**SET PROBLEM:**
Could you edit the material from the line containing "image shown below." through the end of the material, both ends included, so that "Quickstart" becomes "Overview" with everything else unchanged, and return only those lines?

**RAW DATA:**
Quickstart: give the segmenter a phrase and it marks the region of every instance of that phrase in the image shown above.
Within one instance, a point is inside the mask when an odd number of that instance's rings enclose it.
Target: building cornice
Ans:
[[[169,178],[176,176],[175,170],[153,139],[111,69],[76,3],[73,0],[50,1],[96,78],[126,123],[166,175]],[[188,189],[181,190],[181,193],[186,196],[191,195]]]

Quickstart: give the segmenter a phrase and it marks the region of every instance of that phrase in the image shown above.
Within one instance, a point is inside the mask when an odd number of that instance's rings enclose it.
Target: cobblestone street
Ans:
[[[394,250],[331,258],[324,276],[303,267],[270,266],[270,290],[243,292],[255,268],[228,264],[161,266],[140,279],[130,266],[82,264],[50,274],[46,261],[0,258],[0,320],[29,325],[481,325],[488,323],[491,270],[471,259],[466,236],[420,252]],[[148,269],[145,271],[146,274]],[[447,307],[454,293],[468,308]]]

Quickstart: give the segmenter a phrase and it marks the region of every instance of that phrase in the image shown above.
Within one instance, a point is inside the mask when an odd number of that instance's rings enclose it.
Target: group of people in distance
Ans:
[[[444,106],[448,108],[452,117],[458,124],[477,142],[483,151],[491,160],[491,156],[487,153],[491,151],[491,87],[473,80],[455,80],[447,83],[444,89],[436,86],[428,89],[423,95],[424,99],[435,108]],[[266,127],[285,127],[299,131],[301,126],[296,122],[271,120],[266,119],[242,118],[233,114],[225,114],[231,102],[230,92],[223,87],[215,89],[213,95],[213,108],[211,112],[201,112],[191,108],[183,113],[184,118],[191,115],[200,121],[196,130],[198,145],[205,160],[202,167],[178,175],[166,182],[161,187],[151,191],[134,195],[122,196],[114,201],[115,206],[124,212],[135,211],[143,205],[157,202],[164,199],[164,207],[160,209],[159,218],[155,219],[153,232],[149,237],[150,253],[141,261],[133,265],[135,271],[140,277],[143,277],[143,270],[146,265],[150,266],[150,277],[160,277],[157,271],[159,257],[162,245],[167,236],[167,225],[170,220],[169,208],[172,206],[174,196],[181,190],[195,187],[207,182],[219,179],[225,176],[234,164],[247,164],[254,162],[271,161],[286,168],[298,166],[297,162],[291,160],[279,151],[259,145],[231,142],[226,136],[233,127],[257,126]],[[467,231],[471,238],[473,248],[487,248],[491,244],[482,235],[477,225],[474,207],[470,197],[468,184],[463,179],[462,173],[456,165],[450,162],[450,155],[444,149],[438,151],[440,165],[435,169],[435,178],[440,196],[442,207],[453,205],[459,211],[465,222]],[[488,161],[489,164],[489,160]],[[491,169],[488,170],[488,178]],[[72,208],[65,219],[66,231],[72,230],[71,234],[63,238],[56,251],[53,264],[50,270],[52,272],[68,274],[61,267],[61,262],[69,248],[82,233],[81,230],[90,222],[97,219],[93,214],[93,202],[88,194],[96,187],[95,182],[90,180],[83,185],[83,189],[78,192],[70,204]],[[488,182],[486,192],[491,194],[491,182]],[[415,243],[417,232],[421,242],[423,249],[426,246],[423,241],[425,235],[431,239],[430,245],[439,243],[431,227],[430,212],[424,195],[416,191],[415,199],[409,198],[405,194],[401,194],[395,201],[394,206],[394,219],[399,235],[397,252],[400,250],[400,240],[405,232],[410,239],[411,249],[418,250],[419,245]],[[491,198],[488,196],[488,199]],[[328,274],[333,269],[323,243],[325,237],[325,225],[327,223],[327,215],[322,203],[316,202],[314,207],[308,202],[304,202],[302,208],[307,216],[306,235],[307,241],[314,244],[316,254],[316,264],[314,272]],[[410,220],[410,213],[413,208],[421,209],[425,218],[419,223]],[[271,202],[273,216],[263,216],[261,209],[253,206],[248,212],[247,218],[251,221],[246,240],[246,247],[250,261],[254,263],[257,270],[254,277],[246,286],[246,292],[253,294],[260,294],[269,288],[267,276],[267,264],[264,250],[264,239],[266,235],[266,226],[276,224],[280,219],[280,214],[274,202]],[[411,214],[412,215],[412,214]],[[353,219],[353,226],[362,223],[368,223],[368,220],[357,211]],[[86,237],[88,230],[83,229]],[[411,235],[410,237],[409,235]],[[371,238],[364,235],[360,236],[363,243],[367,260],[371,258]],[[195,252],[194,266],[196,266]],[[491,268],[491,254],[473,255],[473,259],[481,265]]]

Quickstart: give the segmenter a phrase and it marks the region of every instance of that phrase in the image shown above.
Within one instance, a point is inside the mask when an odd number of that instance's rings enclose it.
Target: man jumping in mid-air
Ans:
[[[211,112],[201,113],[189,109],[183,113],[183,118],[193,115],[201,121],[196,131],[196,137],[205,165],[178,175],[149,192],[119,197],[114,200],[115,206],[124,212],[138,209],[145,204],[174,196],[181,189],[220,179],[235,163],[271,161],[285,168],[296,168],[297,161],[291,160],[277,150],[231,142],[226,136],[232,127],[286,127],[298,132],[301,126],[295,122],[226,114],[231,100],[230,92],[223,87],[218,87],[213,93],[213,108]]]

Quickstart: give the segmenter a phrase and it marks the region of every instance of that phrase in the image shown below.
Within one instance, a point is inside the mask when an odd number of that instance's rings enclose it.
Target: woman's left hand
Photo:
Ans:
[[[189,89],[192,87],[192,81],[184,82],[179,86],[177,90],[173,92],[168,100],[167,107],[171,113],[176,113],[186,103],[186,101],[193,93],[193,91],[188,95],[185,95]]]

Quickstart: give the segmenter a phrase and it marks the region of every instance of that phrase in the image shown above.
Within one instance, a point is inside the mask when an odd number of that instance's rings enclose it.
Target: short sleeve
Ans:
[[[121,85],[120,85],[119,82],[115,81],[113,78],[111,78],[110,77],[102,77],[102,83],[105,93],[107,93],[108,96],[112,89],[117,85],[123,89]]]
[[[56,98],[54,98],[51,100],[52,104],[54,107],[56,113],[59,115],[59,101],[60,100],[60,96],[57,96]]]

**EXERCISE OUTPUT:**
Overview: give the segmenter a phrase and it marks the region of every instance of that phrase in the image shown below.
Within one instance, a point is inside the mask when an odd number of that instance's rings enclose it.
Target: woman's left hand
Photo:
Ans:
[[[189,89],[192,87],[192,81],[184,82],[179,86],[177,90],[173,92],[168,100],[167,107],[171,113],[176,113],[186,103],[186,101],[193,93],[193,91],[188,95],[185,95]]]

Overview: give the segmenter a phrase and it marks the region of every instance of that phrase in the image shown above.
Within one instance, a point is inside the mask when an odd number of that instance's rings enclose it.
Target: short sleeve
Ans:
[[[121,85],[120,85],[119,82],[115,81],[113,78],[111,78],[110,77],[102,77],[102,83],[105,93],[107,93],[108,96],[112,89],[117,85],[123,89]]]
[[[56,98],[54,98],[51,100],[52,104],[54,107],[56,113],[59,115],[59,101],[60,100],[60,96],[57,96]]]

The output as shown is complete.